TASKS TO COMPLETE.
(A) According to the article on Ebola and cocoa prices, what share of the world's cocoa do Ivory Coast and Ghana produce?
(B) Write the next few sentences of the article on Ebola and cocoa prices, picking up after its final sentence.

SOURCE DOCUMENT.
Start of Block
Ebola has largely been confined to Sierra Leone, Guinea and Liberia, which produce relatively smaller amount of cocoa. But Ivory Coast shares borders with these countries and the threat of the disease impacting the transportation has the world worried.
Before cooling down, prices for the key chocolate ingredient have surged 10% in september, settling just shy of the highest level in more than three years on Sep. 24th on mounting concerns that the outbreak will reach the Ivory Coast or Ghana, which produce about 60% of the world’s cocoa. No cases have been reported in either country. But Ivory Coast shares a poorly policed border with Liberia and Guinea, two of the countries hardest hit by Ebola.
Since the beginning of the current Ebola outbreak at the end of 2013, there have been more than twice as many as all previous incidences combined since 1976. The World Health Organization forecasts that the number of cases could rise from under 6,000 in late September to more than 20,000 by early November.
End of Block
Stored entries
Start of Block
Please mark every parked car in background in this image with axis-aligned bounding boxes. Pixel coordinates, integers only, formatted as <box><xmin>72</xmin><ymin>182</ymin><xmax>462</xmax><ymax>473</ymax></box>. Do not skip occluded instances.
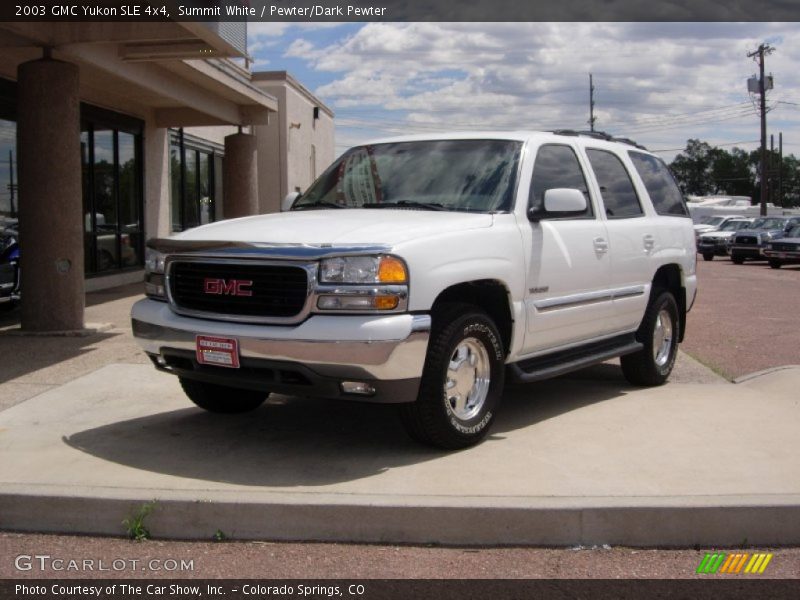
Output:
<box><xmin>764</xmin><ymin>225</ymin><xmax>800</xmax><ymax>269</ymax></box>
<box><xmin>729</xmin><ymin>217</ymin><xmax>800</xmax><ymax>265</ymax></box>
<box><xmin>0</xmin><ymin>229</ymin><xmax>19</xmax><ymax>307</ymax></box>
<box><xmin>697</xmin><ymin>218</ymin><xmax>755</xmax><ymax>260</ymax></box>
<box><xmin>692</xmin><ymin>215</ymin><xmax>744</xmax><ymax>240</ymax></box>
End of Block
ANSWER SECTION.
(A) About 60%.

(B)
Hedge funds have raised bets that cocoa will soar even more after it completed the longest series of monthly gains in 12 years. With prices for ingredients from hazelnuts to milk also rising this year, the rally has already squeezed profitability at Nestle’s chocolate division, said Bank Vontobel AG’s Jean-Philippe Bertschy.
The actual supply numbers do not yet provide evidence of a shortage. The International Cocoa Organization, while noting that demand is strong due to improving economic conditions in much of the world, forecasts Ivory Coast to break its 2010/2011 record of 1.511 million tons during the current growing season, while noting favorable weather in Ghana. Overall cocoa world production is estimated at 4.35 million tons, up 10% from the previous year’s growing season.
But just this nervous speculation and investment fluctuation shows how a deadly epidemic can cripple commodities markets as well. Ebola could also pose a similar threat to gold production in other West African countries which, so far, have not been hit by the disease.
“If prices rise at a greater rate, chocolate manufacturers will pass the increase onto consumers,” said Andrew Rolle of Juremont, a major Australian importer of chocolate ingredients. “It’s a fragile market there at the best of times. There could be labor issues with the cocoa farmers in the fields, political issues, transport issues with accessing stock through ports.”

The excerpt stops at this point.